• EXERCISE INSTRUCTIONS: Present every line of the items that follow as a Markdown table with two columns, Row and Line, giving each line its own numbered row and omitting blank lines.

• GIVEN DATA:
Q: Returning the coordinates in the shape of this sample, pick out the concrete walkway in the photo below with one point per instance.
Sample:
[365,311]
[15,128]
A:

• SOLVED PROBLEM:
| Row | Line |
|---|---|
| 1 | Q: Returning the coordinates in the shape of this sample, pick out the concrete walkway in the photo below with one point per instance. |
| 2 | Sample: |
| 3 | [365,311] |
| 4 | [15,128] |
| 5 | A: |